→ PROBLEM REQUIREMENTS
The entries are to be repeated exactly, with all pictures omitted.

→ MATERIAL PROVIDED
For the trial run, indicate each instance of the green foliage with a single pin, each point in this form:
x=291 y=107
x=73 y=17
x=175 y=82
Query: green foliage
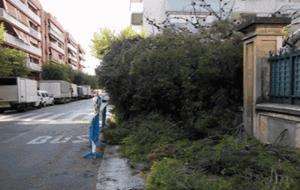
x=181 y=75
x=13 y=63
x=2 y=32
x=103 y=40
x=81 y=78
x=150 y=132
x=177 y=96
x=169 y=174
x=57 y=71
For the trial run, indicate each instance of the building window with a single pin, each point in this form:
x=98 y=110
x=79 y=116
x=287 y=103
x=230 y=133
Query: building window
x=137 y=19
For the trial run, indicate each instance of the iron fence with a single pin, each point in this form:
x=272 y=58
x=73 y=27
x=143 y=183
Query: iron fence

→ RESPONSE BELOW
For the trial run, indicate each instance of the green foliage with a single pin, each point in this form:
x=291 y=107
x=73 y=17
x=175 y=82
Query: green foliage
x=181 y=75
x=13 y=63
x=2 y=32
x=103 y=40
x=81 y=78
x=150 y=132
x=177 y=96
x=169 y=174
x=57 y=71
For the trial run, indicate each instance of the building window with a single pin, each point in this form:
x=98 y=110
x=79 y=116
x=287 y=103
x=230 y=133
Query: building window
x=137 y=19
For the trial run, indicate each instance of the iron fence with a single pin, each point in this form:
x=272 y=58
x=73 y=27
x=143 y=183
Query: iron fence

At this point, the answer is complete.